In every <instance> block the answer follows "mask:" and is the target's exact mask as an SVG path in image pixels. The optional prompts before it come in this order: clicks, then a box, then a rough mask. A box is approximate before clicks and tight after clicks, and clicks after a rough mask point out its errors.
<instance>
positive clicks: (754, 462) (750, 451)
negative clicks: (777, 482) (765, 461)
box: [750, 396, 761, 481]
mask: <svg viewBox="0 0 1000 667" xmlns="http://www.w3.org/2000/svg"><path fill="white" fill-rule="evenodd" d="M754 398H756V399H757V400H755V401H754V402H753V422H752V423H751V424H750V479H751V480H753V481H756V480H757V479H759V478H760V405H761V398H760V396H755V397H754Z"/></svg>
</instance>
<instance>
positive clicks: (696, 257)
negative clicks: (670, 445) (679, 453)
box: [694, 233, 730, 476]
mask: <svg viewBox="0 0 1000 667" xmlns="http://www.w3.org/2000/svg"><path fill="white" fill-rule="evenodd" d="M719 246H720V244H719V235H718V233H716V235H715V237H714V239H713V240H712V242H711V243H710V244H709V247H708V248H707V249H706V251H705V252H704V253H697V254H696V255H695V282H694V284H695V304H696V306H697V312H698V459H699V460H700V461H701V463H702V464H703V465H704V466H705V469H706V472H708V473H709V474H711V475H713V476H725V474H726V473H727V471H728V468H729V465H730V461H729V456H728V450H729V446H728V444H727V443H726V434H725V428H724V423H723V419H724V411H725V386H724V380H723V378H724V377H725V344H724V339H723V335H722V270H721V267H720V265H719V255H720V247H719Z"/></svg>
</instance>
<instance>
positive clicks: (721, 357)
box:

PROBLEM DESCRIPTION: Each line above must be returned exactly as written.

ANSWER FOR THIS EXERCISE:
In every <instance> block the answer follows "mask:" and is the target's exact mask as an SVG path in image pixels. The optional prompts before it come in this order: clicks, then a box, then a rough mask. A box is approximate before clicks and tight after clicks, and clicks after a rough mask point out its errors.
<instance>
positive clicks: (754, 462) (750, 451)
negative clicks: (777, 482) (765, 461)
box: [750, 396, 761, 481]
mask: <svg viewBox="0 0 1000 667" xmlns="http://www.w3.org/2000/svg"><path fill="white" fill-rule="evenodd" d="M754 398H756V399H757V400H755V401H754V402H753V422H752V423H751V424H750V479H751V480H753V481H756V480H757V479H759V478H760V405H761V398H760V396H755V397H754Z"/></svg>
</instance>
<instance>
positive clicks: (696, 257)
negative clicks: (670, 445) (679, 453)
box: [694, 233, 730, 476]
mask: <svg viewBox="0 0 1000 667" xmlns="http://www.w3.org/2000/svg"><path fill="white" fill-rule="evenodd" d="M719 246H720V244H719V235H718V233H716V235H715V237H714V239H713V240H712V242H711V243H710V244H709V247H708V248H707V249H706V251H705V252H704V253H697V254H696V255H695V282H694V284H695V304H696V306H697V312H698V459H699V460H700V461H701V463H702V464H703V465H704V466H705V469H706V472H708V473H709V474H711V475H713V476H725V474H726V473H727V471H728V468H729V465H730V461H729V456H728V450H729V446H728V444H727V443H726V434H725V428H724V423H723V419H724V411H725V386H724V380H723V378H724V377H725V344H724V339H723V335H722V270H721V267H720V265H719V255H720V247H719Z"/></svg>
</instance>
<instance>
positive clicks: (721, 357)
box:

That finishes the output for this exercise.